*Written request*. Nothing should be left out: output all of the entries exactly.

*Records provided*.
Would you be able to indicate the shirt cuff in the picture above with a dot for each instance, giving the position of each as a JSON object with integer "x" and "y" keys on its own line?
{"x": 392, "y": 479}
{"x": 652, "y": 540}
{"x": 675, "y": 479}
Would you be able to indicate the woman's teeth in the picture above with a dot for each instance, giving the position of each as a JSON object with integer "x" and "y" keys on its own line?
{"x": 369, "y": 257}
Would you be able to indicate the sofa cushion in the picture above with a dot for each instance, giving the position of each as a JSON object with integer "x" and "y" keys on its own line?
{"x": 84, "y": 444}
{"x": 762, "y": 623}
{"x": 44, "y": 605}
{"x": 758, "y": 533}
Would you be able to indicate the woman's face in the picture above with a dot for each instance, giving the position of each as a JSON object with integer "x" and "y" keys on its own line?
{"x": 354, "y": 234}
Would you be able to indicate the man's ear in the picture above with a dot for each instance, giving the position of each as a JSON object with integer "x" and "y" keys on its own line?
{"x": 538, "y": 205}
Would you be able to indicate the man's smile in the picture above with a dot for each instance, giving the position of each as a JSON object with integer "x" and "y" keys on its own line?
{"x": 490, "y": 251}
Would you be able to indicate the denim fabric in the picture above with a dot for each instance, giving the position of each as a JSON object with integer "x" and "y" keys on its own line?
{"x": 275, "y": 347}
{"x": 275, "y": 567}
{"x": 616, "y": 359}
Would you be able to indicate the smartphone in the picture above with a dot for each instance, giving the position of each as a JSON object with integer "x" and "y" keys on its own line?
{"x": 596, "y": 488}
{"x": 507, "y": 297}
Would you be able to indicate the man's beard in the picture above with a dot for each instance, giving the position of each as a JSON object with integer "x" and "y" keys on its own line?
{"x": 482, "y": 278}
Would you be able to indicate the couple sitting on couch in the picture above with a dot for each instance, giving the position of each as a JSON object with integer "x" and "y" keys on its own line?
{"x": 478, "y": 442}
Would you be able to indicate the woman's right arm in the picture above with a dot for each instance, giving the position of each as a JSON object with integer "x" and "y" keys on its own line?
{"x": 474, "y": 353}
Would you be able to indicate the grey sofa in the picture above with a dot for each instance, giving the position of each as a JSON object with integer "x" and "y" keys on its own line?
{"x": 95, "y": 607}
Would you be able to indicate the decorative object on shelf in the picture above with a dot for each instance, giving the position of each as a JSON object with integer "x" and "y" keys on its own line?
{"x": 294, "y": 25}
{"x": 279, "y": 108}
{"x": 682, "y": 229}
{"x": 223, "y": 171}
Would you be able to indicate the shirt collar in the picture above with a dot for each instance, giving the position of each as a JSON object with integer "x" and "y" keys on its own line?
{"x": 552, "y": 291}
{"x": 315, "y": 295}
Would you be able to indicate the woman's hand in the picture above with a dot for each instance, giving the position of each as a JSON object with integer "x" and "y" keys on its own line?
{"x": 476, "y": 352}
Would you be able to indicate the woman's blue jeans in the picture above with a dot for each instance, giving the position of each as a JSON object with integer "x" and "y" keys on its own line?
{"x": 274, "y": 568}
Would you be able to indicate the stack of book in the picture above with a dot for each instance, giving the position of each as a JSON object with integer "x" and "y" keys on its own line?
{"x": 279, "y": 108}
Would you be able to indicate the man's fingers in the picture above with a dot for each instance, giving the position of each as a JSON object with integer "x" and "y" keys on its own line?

*Written solution*.
Would you be able to indicate the shirt cuff in the picture above with a dot for each instance, giving the position of each as a JSON object with integer "x" and "y" keys on its own line?
{"x": 392, "y": 479}
{"x": 652, "y": 540}
{"x": 675, "y": 479}
Would you be able to indicate the woman's teeth in the picture above with a dot for each instance, giving the position of each as a JSON object with integer "x" and "y" keys on its own line?
{"x": 369, "y": 257}
Would you be able to indicate the sofa cushion in the picture above with a dot for each instance, giving the position of each as a JSON object with integer "x" and "y" keys on its own line?
{"x": 84, "y": 444}
{"x": 762, "y": 623}
{"x": 44, "y": 605}
{"x": 758, "y": 533}
Would you be able to indicate the woman's face in the picture above with a dot for each instance, giving the position of each as a JSON object with integer "x" and "y" keys on its own line?
{"x": 354, "y": 234}
Would you be able to indicate the man's ear in the picture above with a dot for each instance, giving the position of each as a JSON object with integer "x" and "y" keys on its own line?
{"x": 538, "y": 205}
Would you be able to indicate the man's smile in the picture above with a dot for each instance, giving the position of each as a JSON object with integer "x" and "y" keys on its own line?
{"x": 490, "y": 251}
Would you be able to indicate the denim fabric in the picture above with a dot for each instance, giving the position of each as a JSON object with integer "x" and "y" keys on its own line?
{"x": 275, "y": 347}
{"x": 275, "y": 567}
{"x": 616, "y": 359}
Would you be able to indicate the smartphone in the picture above with a dot for each instance, giving the position of each as a JSON object with integer "x" and "y" keys on its own line?
{"x": 596, "y": 488}
{"x": 507, "y": 297}
Would you be able to indicate the man's beard in the picture above with a dot for each instance, giving the position of each as a JSON object with integer "x" and "y" keys on its own line?
{"x": 482, "y": 278}
Would you be able to indicate the couple sitting on couch in the picture above with a dot for each instance, giving the position of each as a JSON object with integer "x" and "y" keys on its own line?
{"x": 478, "y": 442}
Would you be able to indicate the woman's right arm in the picture above with a dot for each instance, giving the position of each as a JSON object with integer "x" and "y" keys on its own line?
{"x": 474, "y": 353}
Would you be able to indicate the grey sofa in the picture above with a dot for each instance, giving the position of each as a JSON object with integer "x" and "y" keys on its own line?
{"x": 95, "y": 607}
Would you be able to indicate the decorative object on shelf in the picture above with a dot for each instance, giving the position of each as a JSON object with integer "x" and "y" keys on its own line?
{"x": 294, "y": 25}
{"x": 279, "y": 108}
{"x": 682, "y": 229}
{"x": 223, "y": 171}
Would you be able to indicate the shirt collar in the picture above with a dot for each instance, giving the position of each as a JSON object with integer "x" and "y" keys on its own line?
{"x": 552, "y": 291}
{"x": 315, "y": 295}
Would you be able to indicate the woman's hand in the picture above with a dot for each instance, giving the position of each as a JSON object with integer "x" and "y" keys on its own line?
{"x": 476, "y": 352}
Would you be able to indicate the woman's blue jeans in the picture above with a dot for each instance, giving the position of each as a JSON object with integer "x" and "y" keys on its own line?
{"x": 274, "y": 568}
Would you be able to indicate the stack of book in the picture above with a dot for each instance, giving the position of each as a JSON object with integer "x" and "y" keys on its own line?
{"x": 279, "y": 108}
Would you be able to indicate the man's fingers in the picture above with a dot for each instance, giving the position of each as a JSON object with integer "x" and "y" keys on its own line?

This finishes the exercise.